+++ TRECHO SELECIONADO

As lisonjas e o respeito


por Mauro Santayana, no Jornal do Brasil

Os elogios que partem do estrangeiro ao desempenho da economia brasileira devem ser recebidos com cautela. Se observarmos bem, eles não se destinam à nossa autonomia na administração do Estado, nem aos esforços a fim de reduzir as penosas desigualdades sociais que nos constrangem, mas ao fato de que continuamos (o que não é verdade inteira) a política de abertura do governo passado.

Ainda agora, o presidente Lula é agraciado, na Chattam House, em Londres, e, em Madri, a Fundação Marcelino Botin, do Banco Santander, encerrou, quarta-feira, um seminário sobre o Brasil, visto como futura “potência latina”, desde, é claro, que mantenha abertas as suas portas aos investimentos estrangeiros. O Banco Santander, graças ao Brasil, é hoje o maior banco espanhol e um dos maiores do mundo. Como todos se recordam, o Santander adquiriu o Banco do Estado de São Paulo, em uma operação ainda não muito clara. Antes, já havia adquirido outros bancos menores. E, depois, adquiriu bancos maiores, entre eles o Amro. A Fundação Marcelino Botin é também presidida pelo senhor Emílio Botin, principal acionista do Santander, que também acompanha, com empresários brasileiros, a visita de Lula à Inglaterra. Há poucas semanas, o Santander Brasil aumentou seu capital, de mais de R$ 49 bilhões, para mais de R$ 61 bilhões.

++++++

● O QUE FAZER
Reproduza o trecho selecionado começando em "por Mauro Santayana, no" e seguindo até "do governo passado.", trocando "elogios" por "louvores".

+++ DADOS REGISTRADOS

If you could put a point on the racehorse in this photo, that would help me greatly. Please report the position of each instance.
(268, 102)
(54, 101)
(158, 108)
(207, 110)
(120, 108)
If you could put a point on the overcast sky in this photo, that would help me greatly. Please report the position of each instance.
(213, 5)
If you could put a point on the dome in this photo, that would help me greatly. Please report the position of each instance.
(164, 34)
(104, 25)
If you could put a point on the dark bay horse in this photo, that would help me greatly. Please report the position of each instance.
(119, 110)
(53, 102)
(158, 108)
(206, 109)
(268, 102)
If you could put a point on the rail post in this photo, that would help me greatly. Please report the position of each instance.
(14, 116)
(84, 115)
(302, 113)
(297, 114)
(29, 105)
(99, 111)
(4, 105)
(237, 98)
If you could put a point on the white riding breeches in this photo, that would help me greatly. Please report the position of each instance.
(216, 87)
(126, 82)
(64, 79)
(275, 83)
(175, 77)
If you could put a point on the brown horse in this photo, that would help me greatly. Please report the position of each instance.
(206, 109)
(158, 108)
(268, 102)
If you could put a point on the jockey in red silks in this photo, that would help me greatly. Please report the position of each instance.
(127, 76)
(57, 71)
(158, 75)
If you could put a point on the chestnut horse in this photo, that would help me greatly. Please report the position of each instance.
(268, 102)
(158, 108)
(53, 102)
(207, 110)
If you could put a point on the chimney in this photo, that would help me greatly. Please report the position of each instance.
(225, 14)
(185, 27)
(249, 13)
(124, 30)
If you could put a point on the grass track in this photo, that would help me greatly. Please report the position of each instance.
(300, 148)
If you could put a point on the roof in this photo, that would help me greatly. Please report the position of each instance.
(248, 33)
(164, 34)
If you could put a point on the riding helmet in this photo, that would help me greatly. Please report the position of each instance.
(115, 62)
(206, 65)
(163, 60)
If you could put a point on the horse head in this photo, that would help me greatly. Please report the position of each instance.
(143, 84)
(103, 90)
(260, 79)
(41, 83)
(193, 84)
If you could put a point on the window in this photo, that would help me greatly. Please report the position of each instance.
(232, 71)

++++++

● RESULTADO DO EXERCÍCIO
por Mauro Santayana, no Jornal do Brasil

Os louvores que partem do estrangeiro ao desempenho da economia brasileira devem ser recebidos com cautela. Se observarmos bem, eles não se destinam à nossa autonomia na administração do Estado, nem aos esforços a fim de reduzir as penosas desigualdades sociais que nos constrangem, mas ao fato de que continuamos (o que não é verdade inteira) a política de abertura do governo passado.